● **Study text**

+++

• Damned if you don’t – debating creationists


    I have to admit I’m actually a bit excited about the upcoming evolution/creation debate featuring Bill Nye and Ken Ham.  (I’m also a bit shocked that I just linked to an Answers In Genesis page.)


    Many people are not happy the debate is taking place.  Google “Why I won’t debate creationists”, and you’ll find thousands of hits, with the top few linking to a famous article written by Richard Dawkins.  Dawkins’ main reason to avoid such debates (a reason shared by many others) is that a debate could give the illusion of an equal footing between creationists and professional scientists.  Interestingly enough, this sentiment is expressed very well in one of my favourite Bible verses:

    Answer not a fool according to his folly, lest you be like him yourself.  (Proverbs 26:4, ESV)

    There is also the risk that the existence of a public debate (ie, an event where people stand up arguing with each other) could give the illusion of the existence of a scientific debate (where scientists of differing viewpoints are publishing legitimate scientific articles for and against evolution).

+++

Rows drawn from a dataset
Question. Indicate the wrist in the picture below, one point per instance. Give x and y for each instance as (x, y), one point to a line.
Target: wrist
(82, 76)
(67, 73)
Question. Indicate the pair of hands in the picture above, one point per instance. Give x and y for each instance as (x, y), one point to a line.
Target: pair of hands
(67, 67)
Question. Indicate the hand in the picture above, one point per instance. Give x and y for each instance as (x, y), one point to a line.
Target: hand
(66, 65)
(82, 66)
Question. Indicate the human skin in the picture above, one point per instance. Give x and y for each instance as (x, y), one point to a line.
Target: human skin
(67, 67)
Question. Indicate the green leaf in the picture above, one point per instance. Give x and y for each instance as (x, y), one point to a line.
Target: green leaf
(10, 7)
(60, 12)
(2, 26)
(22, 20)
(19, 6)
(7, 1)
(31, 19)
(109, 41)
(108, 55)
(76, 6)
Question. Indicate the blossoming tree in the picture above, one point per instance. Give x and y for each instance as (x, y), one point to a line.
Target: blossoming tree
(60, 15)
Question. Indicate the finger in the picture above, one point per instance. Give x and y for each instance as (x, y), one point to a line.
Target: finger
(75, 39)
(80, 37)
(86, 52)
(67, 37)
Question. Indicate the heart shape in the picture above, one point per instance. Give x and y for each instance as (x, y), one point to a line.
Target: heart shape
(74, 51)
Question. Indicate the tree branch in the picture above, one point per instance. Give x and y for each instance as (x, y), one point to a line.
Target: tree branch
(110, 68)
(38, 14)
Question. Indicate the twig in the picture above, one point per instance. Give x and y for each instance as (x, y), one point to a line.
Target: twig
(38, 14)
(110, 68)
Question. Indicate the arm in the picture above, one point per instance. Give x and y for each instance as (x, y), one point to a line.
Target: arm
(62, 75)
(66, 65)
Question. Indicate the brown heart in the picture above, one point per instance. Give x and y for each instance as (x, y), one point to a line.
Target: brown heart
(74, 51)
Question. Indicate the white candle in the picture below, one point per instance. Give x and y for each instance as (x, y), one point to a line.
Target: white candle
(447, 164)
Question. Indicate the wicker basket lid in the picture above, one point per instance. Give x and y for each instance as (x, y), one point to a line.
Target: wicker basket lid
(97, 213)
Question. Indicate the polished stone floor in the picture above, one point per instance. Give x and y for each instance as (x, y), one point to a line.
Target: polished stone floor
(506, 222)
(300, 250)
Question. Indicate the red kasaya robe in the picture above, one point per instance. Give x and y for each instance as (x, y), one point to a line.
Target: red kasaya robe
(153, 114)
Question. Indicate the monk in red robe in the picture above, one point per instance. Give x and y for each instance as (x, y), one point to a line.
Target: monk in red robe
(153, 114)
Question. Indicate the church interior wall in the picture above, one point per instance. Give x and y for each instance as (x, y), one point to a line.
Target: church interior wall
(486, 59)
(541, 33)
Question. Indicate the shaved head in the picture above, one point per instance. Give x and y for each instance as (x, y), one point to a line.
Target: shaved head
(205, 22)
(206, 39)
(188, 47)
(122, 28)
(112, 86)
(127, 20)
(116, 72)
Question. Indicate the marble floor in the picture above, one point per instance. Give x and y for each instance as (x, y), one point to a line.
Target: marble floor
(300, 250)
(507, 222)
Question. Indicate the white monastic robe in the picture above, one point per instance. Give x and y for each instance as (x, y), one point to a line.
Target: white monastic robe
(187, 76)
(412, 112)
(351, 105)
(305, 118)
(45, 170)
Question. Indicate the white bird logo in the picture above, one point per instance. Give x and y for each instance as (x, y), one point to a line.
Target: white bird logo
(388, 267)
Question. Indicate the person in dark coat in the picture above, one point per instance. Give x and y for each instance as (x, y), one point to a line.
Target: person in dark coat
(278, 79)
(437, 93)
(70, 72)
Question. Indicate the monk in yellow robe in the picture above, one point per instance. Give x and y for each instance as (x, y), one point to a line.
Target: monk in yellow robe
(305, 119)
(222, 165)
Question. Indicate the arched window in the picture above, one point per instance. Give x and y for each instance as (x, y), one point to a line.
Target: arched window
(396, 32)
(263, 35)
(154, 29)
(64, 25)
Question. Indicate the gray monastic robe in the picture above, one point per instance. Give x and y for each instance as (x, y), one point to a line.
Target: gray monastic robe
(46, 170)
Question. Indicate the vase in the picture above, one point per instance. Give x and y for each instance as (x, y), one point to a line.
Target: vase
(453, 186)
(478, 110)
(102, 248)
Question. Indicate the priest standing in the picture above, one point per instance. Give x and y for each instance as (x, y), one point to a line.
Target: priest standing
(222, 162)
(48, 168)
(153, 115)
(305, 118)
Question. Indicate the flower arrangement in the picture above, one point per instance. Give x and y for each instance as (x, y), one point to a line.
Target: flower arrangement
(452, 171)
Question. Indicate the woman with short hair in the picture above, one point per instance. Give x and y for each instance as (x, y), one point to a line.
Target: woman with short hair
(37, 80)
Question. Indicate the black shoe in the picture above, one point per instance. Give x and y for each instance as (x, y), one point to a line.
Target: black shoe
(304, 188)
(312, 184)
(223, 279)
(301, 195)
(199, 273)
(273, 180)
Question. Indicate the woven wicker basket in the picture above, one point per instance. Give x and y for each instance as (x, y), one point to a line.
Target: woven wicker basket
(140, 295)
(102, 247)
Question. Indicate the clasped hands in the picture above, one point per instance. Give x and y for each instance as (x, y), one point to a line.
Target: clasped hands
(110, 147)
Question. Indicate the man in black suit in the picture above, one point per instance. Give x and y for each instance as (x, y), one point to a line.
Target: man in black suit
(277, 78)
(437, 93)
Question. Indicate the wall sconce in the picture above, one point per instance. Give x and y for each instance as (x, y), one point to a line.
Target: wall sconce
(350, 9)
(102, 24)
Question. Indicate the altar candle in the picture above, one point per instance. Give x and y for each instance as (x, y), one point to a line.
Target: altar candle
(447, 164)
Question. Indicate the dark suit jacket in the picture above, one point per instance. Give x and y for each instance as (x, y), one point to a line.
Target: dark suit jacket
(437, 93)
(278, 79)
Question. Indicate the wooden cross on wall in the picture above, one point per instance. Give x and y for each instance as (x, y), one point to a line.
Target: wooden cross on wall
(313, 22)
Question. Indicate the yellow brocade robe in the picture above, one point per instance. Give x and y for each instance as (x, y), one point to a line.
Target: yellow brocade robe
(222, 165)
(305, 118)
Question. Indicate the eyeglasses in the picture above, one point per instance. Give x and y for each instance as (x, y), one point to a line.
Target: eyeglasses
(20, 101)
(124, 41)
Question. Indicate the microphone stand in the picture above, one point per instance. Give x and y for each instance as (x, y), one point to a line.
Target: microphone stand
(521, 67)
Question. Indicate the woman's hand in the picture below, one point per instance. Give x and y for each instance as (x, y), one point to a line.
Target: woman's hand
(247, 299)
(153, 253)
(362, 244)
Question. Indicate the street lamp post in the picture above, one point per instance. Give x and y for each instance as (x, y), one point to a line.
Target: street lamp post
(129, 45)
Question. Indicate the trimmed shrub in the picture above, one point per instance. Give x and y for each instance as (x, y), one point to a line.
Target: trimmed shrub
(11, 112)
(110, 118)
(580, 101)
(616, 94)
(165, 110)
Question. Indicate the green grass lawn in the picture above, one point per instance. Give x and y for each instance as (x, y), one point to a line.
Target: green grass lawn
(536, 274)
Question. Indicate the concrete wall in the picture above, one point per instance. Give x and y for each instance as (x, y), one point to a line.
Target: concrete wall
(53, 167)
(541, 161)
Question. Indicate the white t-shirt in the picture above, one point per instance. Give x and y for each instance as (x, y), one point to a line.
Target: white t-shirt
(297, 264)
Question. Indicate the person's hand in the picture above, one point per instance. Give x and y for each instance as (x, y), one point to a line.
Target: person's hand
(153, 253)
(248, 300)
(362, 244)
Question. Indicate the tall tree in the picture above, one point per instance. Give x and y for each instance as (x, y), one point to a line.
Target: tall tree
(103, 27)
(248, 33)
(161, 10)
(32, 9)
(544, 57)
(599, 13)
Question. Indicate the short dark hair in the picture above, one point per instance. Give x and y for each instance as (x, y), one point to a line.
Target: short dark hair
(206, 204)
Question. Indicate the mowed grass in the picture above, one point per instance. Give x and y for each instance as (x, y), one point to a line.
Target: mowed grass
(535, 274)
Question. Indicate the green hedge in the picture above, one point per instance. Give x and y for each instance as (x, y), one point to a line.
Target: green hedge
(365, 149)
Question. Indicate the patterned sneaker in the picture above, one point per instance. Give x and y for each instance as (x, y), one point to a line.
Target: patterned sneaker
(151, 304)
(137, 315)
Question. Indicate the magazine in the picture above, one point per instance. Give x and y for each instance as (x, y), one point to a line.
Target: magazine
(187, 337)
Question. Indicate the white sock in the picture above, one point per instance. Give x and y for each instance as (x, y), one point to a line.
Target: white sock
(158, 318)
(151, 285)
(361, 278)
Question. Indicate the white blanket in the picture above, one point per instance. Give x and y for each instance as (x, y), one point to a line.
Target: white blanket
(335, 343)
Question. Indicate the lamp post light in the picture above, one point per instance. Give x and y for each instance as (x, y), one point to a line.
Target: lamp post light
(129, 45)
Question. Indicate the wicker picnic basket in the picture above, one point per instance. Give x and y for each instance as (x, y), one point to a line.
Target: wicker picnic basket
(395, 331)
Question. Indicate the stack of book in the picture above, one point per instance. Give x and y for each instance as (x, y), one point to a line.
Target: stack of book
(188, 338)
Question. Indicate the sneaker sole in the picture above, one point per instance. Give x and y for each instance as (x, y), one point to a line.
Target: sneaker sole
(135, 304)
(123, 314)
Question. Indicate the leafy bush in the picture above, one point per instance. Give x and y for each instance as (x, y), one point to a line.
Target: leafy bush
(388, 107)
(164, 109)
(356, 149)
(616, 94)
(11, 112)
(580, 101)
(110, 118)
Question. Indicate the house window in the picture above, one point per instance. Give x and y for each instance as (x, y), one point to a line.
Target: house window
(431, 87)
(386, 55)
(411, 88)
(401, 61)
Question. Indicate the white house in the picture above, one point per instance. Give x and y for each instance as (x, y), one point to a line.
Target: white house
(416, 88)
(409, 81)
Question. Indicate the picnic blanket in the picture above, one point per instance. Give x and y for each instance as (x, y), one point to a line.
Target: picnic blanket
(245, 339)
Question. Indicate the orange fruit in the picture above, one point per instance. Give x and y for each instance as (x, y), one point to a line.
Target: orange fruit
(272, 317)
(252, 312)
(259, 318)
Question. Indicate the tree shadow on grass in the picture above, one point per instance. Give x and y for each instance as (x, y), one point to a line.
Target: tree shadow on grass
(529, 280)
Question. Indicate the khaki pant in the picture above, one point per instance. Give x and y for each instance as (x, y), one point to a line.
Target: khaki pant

+++

● **Task 1**
In the post on debating creationists, what is Dawkins' main reason for avoiding such debates? Answer in one to three sentences.
● **Task 2**
Please answer these questions about the post on debating creationists:
(a) Who is featured in the upcoming evolution/creation debate?
(b) What chapter and verse is given for the quoted Bible verse?
(c) What do the top few hits for "Why I won't debate creationists" link to?
● **Task 3**
Rename "fool" as "scoffer" in everything from "Answer not a" down to "and against evolution)." in the post on debating creationists, and give that passage.

● **Answer area 1**
Dawkins avoids such debates because a debate could give the illusion that creationists and professional scientists stand on an equal footing.

● **Answer area 2**
(a) Bill Nye and Ken Ham.
(b) Proverbs 26:4.
(c) A famous article written by Richard Dawkins.

● **Answer area 3**
Answer not a scoffer according to his folly, lest you be like him yourself.  (Proverbs 26:4, ESV)

    There is also the risk that the existence of a public debate (ie, an event where people stand up arguing with each other) could give the illusion of the existence of a scientific debate (where scientists of differing viewpoints are publishing legitimate scientific articles for and against evolution).